#### [SOURCE DATA]
+===+

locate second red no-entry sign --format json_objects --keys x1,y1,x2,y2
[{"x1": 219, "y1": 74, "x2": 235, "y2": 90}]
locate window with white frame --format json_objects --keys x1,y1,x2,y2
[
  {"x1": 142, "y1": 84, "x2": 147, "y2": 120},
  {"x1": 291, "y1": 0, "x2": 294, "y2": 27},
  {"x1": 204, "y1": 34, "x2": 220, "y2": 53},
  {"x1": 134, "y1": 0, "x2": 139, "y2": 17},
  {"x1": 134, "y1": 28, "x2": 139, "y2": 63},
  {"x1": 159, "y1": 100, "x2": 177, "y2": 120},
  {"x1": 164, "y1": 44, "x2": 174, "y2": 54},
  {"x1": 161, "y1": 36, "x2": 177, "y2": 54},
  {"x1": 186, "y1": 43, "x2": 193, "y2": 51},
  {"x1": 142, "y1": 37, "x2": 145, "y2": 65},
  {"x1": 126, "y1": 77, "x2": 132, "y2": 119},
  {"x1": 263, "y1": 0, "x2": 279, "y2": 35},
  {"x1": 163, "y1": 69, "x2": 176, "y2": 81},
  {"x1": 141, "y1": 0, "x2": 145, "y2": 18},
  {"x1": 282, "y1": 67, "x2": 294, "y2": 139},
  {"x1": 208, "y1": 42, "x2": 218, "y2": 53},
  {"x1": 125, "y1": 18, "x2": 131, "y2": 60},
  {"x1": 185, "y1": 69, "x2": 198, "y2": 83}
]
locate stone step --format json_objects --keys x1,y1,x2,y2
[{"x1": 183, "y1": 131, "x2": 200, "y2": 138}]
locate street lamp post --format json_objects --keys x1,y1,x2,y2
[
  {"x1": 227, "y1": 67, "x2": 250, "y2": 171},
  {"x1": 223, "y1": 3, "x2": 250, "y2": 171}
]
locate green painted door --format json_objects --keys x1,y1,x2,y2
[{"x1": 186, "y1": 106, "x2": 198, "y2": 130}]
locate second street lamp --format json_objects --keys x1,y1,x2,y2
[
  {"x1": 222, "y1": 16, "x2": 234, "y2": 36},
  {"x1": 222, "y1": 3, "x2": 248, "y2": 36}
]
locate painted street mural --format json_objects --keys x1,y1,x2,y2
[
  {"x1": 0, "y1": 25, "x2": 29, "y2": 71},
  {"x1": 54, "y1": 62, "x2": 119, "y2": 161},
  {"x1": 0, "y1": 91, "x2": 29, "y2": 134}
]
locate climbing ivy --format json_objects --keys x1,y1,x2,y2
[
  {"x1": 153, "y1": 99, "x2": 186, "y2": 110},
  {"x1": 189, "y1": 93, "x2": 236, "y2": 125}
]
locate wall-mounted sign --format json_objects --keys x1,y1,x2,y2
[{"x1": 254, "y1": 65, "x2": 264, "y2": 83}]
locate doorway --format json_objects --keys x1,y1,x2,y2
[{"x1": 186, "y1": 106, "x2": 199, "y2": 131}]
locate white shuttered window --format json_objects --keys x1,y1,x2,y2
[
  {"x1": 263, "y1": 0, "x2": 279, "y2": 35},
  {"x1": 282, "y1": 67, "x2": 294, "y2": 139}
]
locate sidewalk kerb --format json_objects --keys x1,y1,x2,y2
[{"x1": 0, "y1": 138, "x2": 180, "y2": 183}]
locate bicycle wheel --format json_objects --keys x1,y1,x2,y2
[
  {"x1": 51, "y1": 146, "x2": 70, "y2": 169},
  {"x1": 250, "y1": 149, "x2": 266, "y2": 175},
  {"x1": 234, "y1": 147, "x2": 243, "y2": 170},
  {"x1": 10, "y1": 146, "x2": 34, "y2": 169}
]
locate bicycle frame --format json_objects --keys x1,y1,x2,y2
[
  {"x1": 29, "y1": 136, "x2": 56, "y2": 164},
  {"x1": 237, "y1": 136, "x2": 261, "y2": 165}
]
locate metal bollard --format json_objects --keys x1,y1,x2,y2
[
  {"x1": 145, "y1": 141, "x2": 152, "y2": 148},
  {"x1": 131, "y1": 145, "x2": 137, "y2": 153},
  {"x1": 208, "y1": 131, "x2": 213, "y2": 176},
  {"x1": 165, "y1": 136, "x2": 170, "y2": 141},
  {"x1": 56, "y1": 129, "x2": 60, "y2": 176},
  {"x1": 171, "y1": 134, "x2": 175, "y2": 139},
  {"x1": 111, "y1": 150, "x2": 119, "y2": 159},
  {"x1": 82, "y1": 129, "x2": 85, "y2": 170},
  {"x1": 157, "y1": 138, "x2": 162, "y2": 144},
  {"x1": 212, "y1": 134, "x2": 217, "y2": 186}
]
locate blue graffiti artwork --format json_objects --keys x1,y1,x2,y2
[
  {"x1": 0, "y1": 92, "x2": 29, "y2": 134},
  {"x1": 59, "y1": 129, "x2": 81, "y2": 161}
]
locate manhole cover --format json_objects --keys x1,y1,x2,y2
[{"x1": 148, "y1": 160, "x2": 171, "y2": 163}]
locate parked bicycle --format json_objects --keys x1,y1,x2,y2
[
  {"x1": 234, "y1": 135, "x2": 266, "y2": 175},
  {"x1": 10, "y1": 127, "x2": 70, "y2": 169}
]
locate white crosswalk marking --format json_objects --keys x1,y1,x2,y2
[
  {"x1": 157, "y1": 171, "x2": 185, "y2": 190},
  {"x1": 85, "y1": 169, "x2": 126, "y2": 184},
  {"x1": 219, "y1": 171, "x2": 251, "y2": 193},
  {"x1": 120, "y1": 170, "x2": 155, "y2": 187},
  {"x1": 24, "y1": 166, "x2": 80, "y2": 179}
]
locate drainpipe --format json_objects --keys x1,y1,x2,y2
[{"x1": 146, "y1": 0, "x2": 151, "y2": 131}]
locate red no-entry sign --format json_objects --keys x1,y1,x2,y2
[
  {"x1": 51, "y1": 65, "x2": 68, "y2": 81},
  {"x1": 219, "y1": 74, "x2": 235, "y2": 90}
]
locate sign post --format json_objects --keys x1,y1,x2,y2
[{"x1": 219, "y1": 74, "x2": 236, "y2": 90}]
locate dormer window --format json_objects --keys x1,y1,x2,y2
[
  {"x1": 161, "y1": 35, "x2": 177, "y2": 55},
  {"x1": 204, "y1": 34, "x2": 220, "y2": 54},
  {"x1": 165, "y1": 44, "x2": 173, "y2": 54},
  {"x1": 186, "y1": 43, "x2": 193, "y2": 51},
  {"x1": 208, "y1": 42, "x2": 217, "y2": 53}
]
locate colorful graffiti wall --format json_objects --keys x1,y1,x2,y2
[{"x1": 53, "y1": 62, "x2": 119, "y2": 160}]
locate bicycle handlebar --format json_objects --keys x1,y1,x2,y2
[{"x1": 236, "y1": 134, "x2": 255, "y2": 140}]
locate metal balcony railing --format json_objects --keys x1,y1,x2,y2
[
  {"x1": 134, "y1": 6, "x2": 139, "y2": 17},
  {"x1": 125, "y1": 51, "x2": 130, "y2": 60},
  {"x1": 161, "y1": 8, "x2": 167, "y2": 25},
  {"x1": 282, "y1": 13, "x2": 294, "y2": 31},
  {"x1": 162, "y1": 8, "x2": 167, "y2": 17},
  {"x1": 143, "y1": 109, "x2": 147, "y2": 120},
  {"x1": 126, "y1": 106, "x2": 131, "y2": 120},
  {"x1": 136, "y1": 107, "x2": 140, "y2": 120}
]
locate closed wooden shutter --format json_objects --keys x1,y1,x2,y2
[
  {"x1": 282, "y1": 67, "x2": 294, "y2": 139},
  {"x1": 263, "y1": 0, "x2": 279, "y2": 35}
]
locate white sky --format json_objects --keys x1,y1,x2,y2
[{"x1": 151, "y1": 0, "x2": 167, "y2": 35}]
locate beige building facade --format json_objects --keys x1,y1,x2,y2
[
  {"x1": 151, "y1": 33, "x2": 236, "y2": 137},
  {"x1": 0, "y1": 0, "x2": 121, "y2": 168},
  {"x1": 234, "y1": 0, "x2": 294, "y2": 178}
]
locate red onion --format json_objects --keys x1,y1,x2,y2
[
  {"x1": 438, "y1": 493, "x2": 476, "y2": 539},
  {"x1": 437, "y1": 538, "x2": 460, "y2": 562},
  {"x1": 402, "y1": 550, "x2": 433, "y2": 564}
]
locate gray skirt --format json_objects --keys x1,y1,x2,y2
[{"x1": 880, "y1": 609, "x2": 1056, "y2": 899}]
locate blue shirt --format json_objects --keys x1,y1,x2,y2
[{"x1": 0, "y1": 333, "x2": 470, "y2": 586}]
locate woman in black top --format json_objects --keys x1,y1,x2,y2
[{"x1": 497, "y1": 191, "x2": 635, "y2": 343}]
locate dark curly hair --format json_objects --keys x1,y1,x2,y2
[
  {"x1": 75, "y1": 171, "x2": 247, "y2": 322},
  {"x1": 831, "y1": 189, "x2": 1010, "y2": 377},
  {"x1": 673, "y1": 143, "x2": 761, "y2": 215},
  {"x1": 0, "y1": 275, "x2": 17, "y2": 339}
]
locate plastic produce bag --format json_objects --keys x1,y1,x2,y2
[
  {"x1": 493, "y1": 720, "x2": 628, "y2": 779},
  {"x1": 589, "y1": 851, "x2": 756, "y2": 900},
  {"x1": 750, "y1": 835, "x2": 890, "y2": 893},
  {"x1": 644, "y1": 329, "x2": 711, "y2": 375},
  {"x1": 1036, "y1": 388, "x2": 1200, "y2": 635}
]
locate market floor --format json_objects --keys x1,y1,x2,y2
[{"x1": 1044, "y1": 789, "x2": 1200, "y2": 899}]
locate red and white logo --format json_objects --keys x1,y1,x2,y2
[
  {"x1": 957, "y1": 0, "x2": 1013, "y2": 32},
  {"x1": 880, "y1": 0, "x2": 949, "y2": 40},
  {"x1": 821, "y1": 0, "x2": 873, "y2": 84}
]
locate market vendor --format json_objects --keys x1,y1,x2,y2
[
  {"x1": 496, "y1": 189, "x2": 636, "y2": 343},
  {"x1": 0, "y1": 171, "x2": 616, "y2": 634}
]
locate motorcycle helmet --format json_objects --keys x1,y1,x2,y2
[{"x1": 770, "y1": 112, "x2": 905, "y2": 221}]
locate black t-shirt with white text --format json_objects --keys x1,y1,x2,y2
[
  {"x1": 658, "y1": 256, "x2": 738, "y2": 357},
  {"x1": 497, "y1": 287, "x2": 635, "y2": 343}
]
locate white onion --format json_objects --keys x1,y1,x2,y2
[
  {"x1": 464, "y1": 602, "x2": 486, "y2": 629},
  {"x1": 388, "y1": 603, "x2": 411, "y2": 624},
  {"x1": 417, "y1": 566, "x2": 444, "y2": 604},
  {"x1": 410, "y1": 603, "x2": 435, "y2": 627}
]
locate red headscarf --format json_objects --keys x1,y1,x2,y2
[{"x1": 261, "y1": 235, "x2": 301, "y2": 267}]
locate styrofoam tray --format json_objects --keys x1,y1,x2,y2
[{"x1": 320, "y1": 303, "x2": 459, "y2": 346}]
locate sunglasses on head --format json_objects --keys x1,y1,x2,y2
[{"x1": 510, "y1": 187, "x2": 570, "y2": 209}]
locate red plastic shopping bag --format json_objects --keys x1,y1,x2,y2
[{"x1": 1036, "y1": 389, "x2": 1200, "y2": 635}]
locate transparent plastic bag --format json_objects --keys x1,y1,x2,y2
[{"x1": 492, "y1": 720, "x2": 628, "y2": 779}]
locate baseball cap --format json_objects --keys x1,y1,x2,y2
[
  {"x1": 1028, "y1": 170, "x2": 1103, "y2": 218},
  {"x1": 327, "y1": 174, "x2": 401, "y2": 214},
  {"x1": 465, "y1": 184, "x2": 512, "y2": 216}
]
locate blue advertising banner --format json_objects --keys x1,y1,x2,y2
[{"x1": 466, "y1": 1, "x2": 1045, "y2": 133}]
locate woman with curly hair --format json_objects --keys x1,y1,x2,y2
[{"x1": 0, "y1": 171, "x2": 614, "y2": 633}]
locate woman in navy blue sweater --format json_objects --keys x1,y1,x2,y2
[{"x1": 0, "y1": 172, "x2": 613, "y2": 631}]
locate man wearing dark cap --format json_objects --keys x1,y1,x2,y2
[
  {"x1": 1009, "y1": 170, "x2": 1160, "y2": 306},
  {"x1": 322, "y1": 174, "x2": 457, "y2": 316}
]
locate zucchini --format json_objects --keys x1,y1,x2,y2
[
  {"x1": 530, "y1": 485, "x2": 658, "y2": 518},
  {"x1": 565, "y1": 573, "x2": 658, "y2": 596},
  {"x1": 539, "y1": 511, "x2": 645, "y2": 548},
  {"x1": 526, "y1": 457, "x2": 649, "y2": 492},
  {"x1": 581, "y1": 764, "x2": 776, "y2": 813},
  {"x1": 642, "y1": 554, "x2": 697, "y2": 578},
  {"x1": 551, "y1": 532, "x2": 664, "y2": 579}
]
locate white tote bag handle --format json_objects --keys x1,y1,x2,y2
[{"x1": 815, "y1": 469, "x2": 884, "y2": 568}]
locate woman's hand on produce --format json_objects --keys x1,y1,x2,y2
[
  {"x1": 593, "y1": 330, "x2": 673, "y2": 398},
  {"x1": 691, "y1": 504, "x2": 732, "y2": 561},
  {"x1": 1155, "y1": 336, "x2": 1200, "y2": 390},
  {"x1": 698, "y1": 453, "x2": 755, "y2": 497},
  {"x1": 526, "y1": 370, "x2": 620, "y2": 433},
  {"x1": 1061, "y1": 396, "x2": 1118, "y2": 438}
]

+===+

#### [EXERCISE DIRECTIONS]
Set down, please, the lines from the line holding "locate woman's hand" through the final line of the data, exactly and with nothing added.

#### [FINAL ANSWER]
locate woman's hand on produce --format json_objects --keys x1,y1,x2,y2
[
  {"x1": 593, "y1": 330, "x2": 673, "y2": 398},
  {"x1": 691, "y1": 504, "x2": 732, "y2": 561},
  {"x1": 1155, "y1": 336, "x2": 1200, "y2": 390},
  {"x1": 698, "y1": 453, "x2": 755, "y2": 497},
  {"x1": 526, "y1": 370, "x2": 620, "y2": 433},
  {"x1": 1061, "y1": 396, "x2": 1118, "y2": 438}
]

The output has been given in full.